* Description of the task
Could you copy, word for word, the part of the social engineering excerpt that runs from "Later that night, the" up to and including "(such as NLP)."?

* Excerpt
┌──
There are several steps an attacker may take to accomplish this. Once the attacker learns what bar the target person visits, the attacker will arrive early to strike up conversation with the bartender telling the bartender that he or she will be in later and give the bartender a large sum of cash in exchange for making sure that there always drinks ready for them. In addition, the attacker will tell the bartender that he or she is n alcoholic and no matter what drink he or she asks for, not to put alcohol in his drink. This way the attacker stays sober and can focus on this objective while the target person gets drunk.
Later that night, the attacker will approach and strike up a conversation with the user, order several rounds of shots and hard liquor on his tab, and attempt to get his target person drunk. Once drunk, the attacker can bring up the topic of work and proceed to get information that the person would otherwise never share such as how to get into a building, passwords, trade secrets, and more.
These are just a few of many techniques used by attackers employing social engineering. Some of these involve technology (e.g., spear phishing) while others use tried and true methods of human manipulation (such as NLP).
└──
* Extracted records
┌──
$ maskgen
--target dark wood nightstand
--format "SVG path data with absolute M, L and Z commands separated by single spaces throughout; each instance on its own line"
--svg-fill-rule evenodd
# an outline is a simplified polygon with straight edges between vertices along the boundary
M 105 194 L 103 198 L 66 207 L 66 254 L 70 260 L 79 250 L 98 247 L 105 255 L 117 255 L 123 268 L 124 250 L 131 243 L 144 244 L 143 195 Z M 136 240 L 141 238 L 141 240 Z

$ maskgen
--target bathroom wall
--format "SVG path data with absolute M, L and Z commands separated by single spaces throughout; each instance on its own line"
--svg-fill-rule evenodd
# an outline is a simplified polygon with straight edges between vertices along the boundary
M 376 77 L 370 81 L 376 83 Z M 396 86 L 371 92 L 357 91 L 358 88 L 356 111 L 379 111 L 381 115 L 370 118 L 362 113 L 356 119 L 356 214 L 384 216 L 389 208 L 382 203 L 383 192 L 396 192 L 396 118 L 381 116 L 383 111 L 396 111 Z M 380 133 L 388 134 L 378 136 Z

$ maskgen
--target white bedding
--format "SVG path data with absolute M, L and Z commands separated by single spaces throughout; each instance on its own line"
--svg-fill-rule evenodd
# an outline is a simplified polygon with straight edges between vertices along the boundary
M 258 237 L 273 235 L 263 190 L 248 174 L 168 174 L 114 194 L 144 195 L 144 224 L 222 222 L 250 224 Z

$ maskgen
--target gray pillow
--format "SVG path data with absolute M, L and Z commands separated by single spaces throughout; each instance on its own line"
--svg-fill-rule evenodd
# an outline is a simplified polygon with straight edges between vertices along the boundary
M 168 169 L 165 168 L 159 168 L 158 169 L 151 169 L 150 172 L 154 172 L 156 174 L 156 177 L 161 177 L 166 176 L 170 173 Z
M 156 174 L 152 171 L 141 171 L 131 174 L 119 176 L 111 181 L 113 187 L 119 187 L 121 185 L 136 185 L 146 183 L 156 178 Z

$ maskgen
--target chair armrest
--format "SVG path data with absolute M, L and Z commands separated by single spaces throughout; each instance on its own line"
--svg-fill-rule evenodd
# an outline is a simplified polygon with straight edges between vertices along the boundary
└──
* Response below
Later that night, the attacker will approach and strike up a conversation with the user, order several rounds of shots and hard liquor on his tab, and attempt to get his target person drunk. Once drunk, the attacker can bring up the topic of work and proceed to get information that the person would otherwise never share such as how to get into a building, passwords, trade secrets, and more.
These are just a few of many techniques used by attackers employing social engineering. Some of these involve technology (e.g., spear phishing) while others use tried and true methods of human manipulation (such as NLP).